_Records to use:_

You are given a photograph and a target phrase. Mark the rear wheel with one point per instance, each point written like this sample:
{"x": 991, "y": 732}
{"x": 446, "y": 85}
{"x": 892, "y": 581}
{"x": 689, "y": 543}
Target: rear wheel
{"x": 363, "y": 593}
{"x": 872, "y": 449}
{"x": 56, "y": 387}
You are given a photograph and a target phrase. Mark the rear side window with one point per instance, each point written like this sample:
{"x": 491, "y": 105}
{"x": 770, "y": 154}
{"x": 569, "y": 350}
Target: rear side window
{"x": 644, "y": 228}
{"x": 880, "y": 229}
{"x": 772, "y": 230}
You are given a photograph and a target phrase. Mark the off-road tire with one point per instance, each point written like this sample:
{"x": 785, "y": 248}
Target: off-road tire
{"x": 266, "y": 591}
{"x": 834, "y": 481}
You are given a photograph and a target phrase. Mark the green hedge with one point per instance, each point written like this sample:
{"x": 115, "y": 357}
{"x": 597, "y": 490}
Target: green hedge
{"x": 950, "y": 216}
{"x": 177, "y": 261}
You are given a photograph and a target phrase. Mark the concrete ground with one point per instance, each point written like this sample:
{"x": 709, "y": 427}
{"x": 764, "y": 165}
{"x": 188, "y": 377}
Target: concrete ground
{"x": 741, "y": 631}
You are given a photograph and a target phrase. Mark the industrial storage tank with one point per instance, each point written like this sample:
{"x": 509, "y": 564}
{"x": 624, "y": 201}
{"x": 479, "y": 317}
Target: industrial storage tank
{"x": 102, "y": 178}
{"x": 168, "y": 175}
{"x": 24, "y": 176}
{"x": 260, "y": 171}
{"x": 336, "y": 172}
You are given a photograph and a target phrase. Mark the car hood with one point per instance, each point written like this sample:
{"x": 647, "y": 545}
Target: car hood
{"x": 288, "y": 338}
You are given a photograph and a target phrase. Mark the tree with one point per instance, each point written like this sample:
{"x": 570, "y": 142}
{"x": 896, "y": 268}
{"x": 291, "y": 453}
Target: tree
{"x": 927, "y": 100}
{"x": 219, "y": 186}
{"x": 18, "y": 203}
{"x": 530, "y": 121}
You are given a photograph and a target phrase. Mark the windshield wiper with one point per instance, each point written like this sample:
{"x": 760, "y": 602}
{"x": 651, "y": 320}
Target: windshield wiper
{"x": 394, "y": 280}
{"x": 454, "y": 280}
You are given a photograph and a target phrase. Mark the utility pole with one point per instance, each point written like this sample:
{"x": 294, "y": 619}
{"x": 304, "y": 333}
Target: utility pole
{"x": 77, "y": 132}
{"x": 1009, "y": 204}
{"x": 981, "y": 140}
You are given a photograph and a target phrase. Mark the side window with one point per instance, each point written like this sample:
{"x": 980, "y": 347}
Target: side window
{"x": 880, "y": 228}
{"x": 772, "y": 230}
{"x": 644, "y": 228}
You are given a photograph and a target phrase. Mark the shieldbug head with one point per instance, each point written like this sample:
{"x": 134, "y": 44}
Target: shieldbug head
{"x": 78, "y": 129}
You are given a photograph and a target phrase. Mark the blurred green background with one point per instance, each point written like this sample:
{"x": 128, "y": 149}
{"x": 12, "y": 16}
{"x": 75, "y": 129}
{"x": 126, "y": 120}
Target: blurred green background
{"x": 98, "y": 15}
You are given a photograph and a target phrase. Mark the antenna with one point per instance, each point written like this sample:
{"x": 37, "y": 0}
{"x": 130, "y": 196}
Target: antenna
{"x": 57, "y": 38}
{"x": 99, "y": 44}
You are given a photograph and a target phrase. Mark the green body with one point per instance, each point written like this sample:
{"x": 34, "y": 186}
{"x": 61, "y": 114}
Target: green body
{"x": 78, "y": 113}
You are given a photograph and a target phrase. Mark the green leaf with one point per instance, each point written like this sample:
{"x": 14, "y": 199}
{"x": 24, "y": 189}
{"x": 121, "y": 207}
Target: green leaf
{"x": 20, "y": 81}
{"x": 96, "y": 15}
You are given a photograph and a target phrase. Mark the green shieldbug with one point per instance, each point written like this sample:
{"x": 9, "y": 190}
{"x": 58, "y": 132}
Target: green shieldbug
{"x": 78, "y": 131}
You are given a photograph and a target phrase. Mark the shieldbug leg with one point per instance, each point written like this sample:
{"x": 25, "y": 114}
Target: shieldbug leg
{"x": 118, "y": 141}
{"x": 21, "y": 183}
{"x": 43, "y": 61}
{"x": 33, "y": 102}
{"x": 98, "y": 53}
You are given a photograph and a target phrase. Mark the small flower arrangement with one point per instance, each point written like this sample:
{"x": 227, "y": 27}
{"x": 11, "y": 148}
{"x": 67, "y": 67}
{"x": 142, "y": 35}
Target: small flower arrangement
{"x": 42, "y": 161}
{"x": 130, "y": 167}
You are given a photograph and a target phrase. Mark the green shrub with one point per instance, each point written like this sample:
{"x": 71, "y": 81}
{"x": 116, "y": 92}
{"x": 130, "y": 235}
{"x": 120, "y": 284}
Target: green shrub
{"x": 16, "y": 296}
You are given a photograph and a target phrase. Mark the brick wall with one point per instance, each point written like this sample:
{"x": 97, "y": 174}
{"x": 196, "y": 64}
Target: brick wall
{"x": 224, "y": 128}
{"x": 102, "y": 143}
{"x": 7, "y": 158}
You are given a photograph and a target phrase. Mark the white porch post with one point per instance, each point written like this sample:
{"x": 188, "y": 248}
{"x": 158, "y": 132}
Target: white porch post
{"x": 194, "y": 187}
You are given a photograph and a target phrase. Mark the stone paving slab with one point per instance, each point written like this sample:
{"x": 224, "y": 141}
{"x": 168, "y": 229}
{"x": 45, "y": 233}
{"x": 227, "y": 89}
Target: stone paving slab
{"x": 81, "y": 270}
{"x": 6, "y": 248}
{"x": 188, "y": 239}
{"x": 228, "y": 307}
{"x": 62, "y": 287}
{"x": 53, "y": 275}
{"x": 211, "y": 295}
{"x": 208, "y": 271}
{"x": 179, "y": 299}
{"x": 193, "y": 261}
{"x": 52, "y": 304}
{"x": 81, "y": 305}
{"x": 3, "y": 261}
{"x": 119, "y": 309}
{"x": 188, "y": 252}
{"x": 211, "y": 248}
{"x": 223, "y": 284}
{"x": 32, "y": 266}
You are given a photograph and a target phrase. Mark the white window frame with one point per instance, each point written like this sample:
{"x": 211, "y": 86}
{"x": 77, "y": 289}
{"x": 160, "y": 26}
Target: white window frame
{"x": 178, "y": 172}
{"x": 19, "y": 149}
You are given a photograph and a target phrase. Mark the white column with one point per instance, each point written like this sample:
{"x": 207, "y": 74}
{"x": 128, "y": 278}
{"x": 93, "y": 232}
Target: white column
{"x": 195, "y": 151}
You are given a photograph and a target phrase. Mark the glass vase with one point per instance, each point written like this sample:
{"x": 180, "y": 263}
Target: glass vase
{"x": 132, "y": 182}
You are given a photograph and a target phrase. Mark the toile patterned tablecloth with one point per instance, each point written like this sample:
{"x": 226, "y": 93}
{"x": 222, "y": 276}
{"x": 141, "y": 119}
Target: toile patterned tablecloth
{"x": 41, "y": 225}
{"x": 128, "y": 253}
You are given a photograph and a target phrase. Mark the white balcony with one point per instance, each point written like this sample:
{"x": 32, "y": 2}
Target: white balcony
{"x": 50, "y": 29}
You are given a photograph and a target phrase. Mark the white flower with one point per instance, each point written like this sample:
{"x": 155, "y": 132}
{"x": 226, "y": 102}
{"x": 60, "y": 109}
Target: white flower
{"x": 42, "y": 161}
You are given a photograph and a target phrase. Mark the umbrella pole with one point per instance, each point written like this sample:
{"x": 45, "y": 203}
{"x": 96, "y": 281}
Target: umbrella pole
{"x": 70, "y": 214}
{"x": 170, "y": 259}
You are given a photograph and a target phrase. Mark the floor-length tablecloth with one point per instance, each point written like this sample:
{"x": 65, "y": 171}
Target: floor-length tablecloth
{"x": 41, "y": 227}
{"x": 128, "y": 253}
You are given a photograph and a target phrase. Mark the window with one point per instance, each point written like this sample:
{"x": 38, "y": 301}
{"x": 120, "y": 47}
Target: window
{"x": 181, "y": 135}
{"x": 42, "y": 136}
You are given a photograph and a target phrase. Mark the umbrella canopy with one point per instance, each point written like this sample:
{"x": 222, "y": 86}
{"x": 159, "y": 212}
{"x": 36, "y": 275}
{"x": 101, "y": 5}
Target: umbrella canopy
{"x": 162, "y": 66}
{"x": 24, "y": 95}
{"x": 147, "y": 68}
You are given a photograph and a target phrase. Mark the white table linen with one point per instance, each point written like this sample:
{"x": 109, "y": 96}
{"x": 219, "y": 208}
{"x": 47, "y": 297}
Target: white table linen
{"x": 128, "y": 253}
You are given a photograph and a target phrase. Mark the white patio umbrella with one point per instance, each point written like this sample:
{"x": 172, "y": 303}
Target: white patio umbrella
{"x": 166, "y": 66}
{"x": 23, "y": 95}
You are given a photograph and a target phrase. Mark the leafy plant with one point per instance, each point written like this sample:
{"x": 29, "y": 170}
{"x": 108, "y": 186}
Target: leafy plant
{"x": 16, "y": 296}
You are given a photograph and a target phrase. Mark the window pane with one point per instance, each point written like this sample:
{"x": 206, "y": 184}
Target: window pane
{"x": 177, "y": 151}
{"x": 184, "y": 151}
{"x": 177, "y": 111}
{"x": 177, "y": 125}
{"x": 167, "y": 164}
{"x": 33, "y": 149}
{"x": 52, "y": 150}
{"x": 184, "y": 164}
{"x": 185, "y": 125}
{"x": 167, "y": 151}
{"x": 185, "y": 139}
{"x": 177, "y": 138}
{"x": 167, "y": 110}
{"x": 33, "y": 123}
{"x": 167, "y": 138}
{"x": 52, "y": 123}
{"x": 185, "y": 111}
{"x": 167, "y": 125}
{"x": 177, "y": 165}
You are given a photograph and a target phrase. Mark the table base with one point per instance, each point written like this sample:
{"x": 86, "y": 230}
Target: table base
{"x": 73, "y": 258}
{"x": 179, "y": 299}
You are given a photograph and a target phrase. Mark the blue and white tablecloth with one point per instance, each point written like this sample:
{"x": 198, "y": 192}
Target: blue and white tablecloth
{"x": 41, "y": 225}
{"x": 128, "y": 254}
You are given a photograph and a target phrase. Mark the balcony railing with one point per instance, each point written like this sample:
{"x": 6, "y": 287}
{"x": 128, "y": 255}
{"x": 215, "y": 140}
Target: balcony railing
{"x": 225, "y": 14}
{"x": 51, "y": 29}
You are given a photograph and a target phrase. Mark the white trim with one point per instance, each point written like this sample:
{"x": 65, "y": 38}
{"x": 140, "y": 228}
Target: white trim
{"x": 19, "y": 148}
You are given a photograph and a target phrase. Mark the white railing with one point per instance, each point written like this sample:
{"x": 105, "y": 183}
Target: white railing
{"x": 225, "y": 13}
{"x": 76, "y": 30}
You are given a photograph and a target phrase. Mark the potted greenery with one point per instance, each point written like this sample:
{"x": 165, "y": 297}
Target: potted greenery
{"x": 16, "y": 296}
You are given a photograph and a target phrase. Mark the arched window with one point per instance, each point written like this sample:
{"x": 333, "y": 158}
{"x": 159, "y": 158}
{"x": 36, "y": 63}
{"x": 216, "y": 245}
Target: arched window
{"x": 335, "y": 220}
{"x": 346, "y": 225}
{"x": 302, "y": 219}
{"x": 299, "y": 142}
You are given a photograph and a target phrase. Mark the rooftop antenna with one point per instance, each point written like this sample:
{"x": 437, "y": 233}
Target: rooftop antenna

_Exercise objective:_
Give again only the lines starting at the one that contains "Mark the table" and running to the end of the data.

_Written solution:_
You are given a photograph and a target phrase. Mark the table base with one point per instance, each point written like this sample:
{"x": 86, "y": 230}
Target: table base
{"x": 73, "y": 258}
{"x": 179, "y": 299}
You are given a photograph and a target phrase. Mark the blue and white tablecloth with one point per instance, each point written like this sample:
{"x": 198, "y": 192}
Target: blue and white tablecloth
{"x": 41, "y": 225}
{"x": 128, "y": 254}
You are given a photograph and a target phrase. Mark the balcony railing with one point per instance, each point written like this sample:
{"x": 6, "y": 287}
{"x": 128, "y": 255}
{"x": 215, "y": 140}
Target: balcony railing
{"x": 225, "y": 14}
{"x": 51, "y": 29}
You are given a photograph and a target phrase. Mark the white trim with one point per instance, each point written like this sample:
{"x": 65, "y": 38}
{"x": 140, "y": 228}
Target: white trim
{"x": 19, "y": 148}
You are given a photograph and a target phrase. Mark the white railing with one point per instance, each point written like this sample:
{"x": 105, "y": 183}
Target: white railing
{"x": 225, "y": 13}
{"x": 76, "y": 30}
You are given a photograph and a target phrase. Mark the potted greenery with one point per instance, each point written like this sample:
{"x": 165, "y": 297}
Target: potted greenery
{"x": 16, "y": 296}
You are given a photograph and a target phrase. Mark the arched window with one point per instance, each point written like this sample:
{"x": 333, "y": 158}
{"x": 159, "y": 158}
{"x": 36, "y": 63}
{"x": 216, "y": 245}
Target: arched window
{"x": 335, "y": 220}
{"x": 346, "y": 225}
{"x": 302, "y": 219}
{"x": 299, "y": 142}
You are given a photograph and a target phrase. Mark the rooftop antenna with one point per instance, each point written like this sample:
{"x": 437, "y": 233}
Target: rooftop antenna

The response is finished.